Point-based annotation data:
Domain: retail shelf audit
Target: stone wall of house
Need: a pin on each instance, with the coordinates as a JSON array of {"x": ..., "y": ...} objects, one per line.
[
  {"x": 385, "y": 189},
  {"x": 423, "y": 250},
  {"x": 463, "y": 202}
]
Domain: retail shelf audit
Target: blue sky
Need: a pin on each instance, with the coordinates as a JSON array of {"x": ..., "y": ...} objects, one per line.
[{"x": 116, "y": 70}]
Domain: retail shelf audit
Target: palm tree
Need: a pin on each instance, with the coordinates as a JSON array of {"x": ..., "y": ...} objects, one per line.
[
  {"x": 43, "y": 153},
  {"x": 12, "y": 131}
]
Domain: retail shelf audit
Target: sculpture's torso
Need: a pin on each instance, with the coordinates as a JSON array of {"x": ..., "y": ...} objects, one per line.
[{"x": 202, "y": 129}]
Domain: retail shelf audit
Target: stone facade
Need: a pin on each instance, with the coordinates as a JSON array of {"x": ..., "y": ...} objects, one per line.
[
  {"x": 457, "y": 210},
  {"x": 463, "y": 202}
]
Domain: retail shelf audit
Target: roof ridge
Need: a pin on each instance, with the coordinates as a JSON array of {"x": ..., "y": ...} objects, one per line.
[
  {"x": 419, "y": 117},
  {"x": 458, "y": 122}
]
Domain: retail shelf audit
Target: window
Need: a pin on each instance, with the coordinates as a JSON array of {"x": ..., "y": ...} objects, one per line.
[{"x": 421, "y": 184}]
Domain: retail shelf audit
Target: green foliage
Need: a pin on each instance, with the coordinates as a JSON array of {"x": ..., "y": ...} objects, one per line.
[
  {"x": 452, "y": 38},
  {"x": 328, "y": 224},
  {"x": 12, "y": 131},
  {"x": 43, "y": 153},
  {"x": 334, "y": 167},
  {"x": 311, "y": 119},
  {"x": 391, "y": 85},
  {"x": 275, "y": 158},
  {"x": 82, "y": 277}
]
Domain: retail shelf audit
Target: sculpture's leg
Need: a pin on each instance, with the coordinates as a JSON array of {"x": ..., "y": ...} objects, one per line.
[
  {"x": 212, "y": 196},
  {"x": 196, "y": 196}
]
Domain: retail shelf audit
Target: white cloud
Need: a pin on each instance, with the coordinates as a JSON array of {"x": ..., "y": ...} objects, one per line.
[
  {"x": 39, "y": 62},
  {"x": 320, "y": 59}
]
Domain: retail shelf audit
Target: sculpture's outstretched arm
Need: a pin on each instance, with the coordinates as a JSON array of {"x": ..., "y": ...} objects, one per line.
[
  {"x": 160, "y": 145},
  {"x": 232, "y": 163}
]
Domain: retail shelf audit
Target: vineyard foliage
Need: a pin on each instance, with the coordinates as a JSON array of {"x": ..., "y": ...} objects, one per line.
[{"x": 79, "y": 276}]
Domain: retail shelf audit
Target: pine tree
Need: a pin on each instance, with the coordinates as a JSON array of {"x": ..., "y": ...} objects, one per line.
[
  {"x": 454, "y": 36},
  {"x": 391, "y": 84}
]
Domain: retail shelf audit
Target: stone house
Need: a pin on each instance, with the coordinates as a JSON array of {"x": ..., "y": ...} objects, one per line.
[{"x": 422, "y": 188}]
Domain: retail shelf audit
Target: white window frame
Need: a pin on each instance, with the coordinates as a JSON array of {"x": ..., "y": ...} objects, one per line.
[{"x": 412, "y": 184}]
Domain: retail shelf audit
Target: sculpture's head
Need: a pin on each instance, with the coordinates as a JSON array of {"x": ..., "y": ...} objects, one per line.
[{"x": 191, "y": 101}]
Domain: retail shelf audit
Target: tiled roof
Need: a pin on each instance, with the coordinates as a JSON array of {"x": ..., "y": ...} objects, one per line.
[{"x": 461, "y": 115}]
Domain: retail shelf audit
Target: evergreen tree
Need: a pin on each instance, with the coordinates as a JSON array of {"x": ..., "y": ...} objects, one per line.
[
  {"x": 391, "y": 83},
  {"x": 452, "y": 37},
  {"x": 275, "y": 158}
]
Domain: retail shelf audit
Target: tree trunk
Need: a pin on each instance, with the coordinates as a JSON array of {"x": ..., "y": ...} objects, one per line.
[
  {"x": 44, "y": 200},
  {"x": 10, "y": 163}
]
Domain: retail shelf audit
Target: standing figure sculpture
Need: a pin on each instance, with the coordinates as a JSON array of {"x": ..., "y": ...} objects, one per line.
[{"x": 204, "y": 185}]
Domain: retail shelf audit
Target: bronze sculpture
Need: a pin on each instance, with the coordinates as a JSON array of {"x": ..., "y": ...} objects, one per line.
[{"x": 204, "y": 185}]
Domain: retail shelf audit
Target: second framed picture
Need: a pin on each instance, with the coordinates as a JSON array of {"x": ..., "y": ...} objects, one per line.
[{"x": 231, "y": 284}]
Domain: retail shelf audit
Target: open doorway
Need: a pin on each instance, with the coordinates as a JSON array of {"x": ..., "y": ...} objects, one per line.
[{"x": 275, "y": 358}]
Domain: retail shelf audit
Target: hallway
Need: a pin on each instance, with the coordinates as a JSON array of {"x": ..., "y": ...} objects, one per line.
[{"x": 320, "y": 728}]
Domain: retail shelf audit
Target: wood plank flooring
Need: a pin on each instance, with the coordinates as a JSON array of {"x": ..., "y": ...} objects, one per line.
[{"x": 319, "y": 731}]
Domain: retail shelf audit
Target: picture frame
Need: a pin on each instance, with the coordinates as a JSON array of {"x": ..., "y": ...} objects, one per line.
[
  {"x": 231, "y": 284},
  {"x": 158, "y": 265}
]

What is needed: Identify every line in the data above that contains the string "roof", and copy each such line. Case counts.

Final result:
Target: roof ridge
Target: tiled roof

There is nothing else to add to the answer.